Chronik/Niederösterreich

Missbrauchsalarm im Kindergarten: Land zieht die Notbremse

Die Vorwürfe sind massiv, mittlerweile gibt es drei Anzeigen wegen des Verdachts des sexuellen Missbrauchs. Ein privater Kindergarten samt Horteinrichtung im südlichen Niederösterreich befindet sich im Visier von Staatsanwaltschaft, dem nö. Landeskriminalamt und der Abteilung Kindergärten des Landes Niederösterreich.

Nach Angaben von mindestens acht Eltern und ihren Kindern soll es in der Einrichtung über Monate hinweg zu „physischer und psychischer Gewalt“ gegen Sprösslinge gekommen sein. Von drei Kindern im Alter zwischen drei und fünf Jahren gibt es Aussagen, die auf sexuelle Übergriffe hindeuten.

Anhörung betroffener Eltern

Nach einem Gipfelgespräch zwischen der Fachaufsicht des Landes und den betroffenen Eltern am Donnerstagnachmittag, stellt das Land die Kindereinrichtung ab sofort unter Aufsicht. „Bis die Sache überprüft ist, werden wir eine engmaschige pädagogische Kontrolle in 2er-Teams durchführen und die Einrichtung unter die Lupe nehmen. Auch andere Stellen des Landes werden eingebunden“, sagt Marion Gabler-Söllner von der Abteilung Kindergärten.

# [Angezeigte Zeilen]

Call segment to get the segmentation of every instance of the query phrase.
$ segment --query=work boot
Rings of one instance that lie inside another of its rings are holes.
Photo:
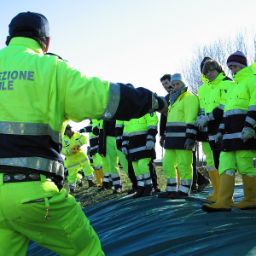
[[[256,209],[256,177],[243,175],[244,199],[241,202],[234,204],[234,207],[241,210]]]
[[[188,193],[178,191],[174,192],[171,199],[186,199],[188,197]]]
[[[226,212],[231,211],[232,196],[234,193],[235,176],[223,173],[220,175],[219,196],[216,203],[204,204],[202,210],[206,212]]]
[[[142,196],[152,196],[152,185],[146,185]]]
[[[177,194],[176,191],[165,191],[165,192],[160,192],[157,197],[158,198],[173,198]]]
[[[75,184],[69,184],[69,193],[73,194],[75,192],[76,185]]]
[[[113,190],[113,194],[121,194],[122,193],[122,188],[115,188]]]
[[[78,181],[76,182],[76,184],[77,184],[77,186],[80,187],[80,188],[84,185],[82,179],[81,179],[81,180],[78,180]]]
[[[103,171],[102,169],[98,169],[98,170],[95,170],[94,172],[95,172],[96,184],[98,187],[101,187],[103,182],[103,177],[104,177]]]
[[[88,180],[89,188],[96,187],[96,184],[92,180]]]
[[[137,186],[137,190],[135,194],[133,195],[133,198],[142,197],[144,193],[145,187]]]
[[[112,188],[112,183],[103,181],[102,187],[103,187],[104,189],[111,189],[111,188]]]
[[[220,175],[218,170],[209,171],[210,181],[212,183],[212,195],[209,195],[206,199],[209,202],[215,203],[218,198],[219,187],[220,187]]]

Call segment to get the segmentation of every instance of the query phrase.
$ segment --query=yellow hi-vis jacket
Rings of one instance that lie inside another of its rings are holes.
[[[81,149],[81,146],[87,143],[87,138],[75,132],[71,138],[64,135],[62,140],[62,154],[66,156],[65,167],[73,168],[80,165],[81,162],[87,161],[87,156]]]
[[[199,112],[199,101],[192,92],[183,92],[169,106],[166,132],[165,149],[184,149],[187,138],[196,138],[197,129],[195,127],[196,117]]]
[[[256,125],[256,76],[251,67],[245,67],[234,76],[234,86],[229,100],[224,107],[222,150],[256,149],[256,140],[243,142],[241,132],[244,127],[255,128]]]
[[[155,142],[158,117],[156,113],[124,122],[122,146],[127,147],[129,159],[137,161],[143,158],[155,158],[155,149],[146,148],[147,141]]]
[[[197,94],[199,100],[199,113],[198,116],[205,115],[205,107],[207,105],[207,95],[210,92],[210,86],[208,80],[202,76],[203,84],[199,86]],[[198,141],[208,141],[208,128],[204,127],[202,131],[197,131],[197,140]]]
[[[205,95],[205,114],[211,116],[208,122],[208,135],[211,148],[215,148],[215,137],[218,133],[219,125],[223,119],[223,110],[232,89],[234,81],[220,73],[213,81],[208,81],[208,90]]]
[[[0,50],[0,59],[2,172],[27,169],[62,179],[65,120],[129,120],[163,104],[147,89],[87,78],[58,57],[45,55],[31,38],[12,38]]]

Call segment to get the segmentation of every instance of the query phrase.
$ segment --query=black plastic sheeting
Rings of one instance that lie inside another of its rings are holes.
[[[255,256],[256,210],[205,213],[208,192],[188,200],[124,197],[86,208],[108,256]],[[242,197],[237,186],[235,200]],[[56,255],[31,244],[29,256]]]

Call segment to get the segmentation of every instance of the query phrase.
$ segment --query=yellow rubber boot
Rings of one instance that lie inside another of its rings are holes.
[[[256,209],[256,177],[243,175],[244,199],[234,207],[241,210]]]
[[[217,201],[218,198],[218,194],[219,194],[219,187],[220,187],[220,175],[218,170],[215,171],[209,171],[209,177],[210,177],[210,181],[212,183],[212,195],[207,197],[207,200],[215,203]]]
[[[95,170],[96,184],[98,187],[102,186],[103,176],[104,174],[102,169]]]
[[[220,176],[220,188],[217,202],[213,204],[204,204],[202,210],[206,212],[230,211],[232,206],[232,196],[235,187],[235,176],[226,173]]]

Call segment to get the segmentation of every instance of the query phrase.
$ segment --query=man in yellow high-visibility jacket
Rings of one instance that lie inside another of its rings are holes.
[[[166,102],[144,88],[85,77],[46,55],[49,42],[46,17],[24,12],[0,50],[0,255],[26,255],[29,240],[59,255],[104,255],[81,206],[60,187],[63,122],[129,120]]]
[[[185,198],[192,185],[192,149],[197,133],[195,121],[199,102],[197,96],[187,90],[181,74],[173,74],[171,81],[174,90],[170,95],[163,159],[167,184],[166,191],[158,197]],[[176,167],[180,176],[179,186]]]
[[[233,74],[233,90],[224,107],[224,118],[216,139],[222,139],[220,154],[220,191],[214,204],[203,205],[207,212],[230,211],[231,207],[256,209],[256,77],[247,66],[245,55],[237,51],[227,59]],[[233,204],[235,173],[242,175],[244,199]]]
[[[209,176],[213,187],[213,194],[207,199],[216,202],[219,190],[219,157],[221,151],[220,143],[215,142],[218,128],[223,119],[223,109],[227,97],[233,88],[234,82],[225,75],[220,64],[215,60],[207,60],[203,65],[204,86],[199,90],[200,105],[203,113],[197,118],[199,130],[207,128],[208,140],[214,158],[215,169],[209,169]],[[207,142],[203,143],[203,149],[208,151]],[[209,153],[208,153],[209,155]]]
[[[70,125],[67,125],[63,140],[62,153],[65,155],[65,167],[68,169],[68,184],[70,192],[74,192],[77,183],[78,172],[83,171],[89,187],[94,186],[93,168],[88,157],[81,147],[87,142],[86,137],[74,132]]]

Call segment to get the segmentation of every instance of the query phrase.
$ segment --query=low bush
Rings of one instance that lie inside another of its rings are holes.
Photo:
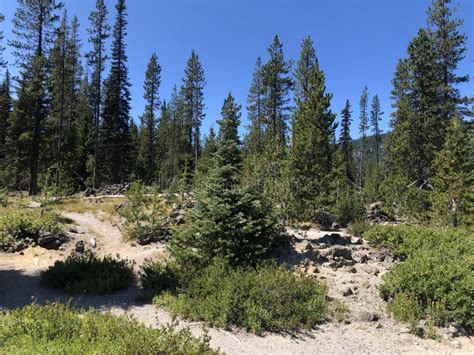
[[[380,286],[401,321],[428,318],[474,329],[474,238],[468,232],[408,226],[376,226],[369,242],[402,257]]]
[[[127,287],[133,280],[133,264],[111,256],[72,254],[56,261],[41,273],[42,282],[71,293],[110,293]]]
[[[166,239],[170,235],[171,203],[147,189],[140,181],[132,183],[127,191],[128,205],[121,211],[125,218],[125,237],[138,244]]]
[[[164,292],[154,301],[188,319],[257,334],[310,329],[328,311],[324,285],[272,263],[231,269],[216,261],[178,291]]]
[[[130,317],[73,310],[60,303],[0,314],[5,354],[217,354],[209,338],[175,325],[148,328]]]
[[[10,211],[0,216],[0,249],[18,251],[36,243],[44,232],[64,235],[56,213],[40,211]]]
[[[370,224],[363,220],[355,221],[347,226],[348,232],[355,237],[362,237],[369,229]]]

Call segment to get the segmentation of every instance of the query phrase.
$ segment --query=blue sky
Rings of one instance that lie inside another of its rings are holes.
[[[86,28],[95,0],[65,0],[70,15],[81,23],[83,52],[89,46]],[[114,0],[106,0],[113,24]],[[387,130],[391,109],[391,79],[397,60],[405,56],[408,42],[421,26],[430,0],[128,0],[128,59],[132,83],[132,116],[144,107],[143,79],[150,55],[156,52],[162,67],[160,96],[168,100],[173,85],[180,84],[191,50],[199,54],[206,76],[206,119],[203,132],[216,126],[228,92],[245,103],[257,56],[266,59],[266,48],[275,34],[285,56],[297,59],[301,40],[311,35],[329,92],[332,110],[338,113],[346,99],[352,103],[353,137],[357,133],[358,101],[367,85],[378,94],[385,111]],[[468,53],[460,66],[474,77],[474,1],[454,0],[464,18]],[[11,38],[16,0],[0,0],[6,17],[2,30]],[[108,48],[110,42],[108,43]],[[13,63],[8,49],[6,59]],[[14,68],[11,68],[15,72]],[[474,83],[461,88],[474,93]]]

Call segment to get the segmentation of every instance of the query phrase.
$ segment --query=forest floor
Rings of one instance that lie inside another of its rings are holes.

# [Material erkunden]
A. Beantworten Sie anhand des Berichts über den Kindergarten im südlichen Niederösterreich die folgenden Fragen:
(i) Wie viele Anzeigen gibt es mittlerweile?
(ii) Wie alt sind die drei Kinder, deren Aussagen auf sexuelle Übergriffe hindeuten?
(iii) Zu welcher Tageszeit und an welchem Wochentag fand das Gipfelgespräch mit den betroffenen Eltern statt?
B. Setzen Sie den Bericht über den Kindergarten im südlichen Niederösterreich im Anschluss an seinen letzten Satz fort.

# [Antworten]
A.
(i) Es gibt mittlerweile drei Anzeigen wegen des Verdachts des sexuellen Missbrauchs.
(ii) Die drei Kinder sind zwischen drei und fünf Jahre alt.
(iii) Das Gipfelgespräch fand am Donnerstagnachmittag statt.

B.
Die Vorwürfe gegen den Kindergarten wurden erstmals zu Jahresbeginn thematisiert. Nachdem sich sechs Eltern mit Beschwerden an die Kindergarteninspektorin gewandt hatten und manche Sprösslinge aus der Betreuung genommen wurden, kam es zum internen Konflikt mit anderen Eltern. 23 stellten sich in einem Brief hinter die Leitung der Betreuungseinrichtung und verurteilten die Anschuldigungen.

Acht Monate später ist es anscheinend zu einem Umdenken gekommen. Elf der 23 Eltern haben nun bereits selbst ihr Kind aus dem Kindergarten genommen. „Ich war damals geblendet. Für mich ist die Welt zusammengebrochen als mein Kind plötzlich von den Vorgängen erzählt hat“, schildert eine Mutter.

Ein Zimmer mit Bett

Der Anzeige zufolge sollen Kinder aus der Einrichtung mit in ein Privathaus genommen worden sein. Ein Kind erzählt von einem Zimmer mit Bett, in dem es sich die Hose hinunterziehen musste. Es ist von pädophilen Handlungen die Rede.

„Einige Kinder, die sauber waren, sind während der Zeit im Kindergarten zu Bettnässern geworden. Weil sie sich auch in der Betreuung anmachten, wurden sie den Vormittag über zur Strafe in den nassen Sachen gelassen“, so die Eltern. „Die Kinder haben erst nach und nach zu reden begonnen, als sie bereits in anderen Kindergärten waren. Sie hatten Angst“, sagt eine Mutter.

Laut den Schilderungen soll ein Bub während des Essens am Sessel festgehalten und zwangsgefüttert worden sein. Das Angreifen des Essens soll Schläge auf die Finger zur Folge gehabt haben.

Bei der Staatsanwaltschaft Wiener Neustadt bestätigt man gegenüber dem KURIER die laufenden Ermittlungen. „Es geht um den Vorwurf der Vernachlässigung und Misshandlung von Kindern. Auch sexuelle Handlungen wurden angezeigt“, so der Sprecher der Staatsanwaltschaft, Erich Habitzl.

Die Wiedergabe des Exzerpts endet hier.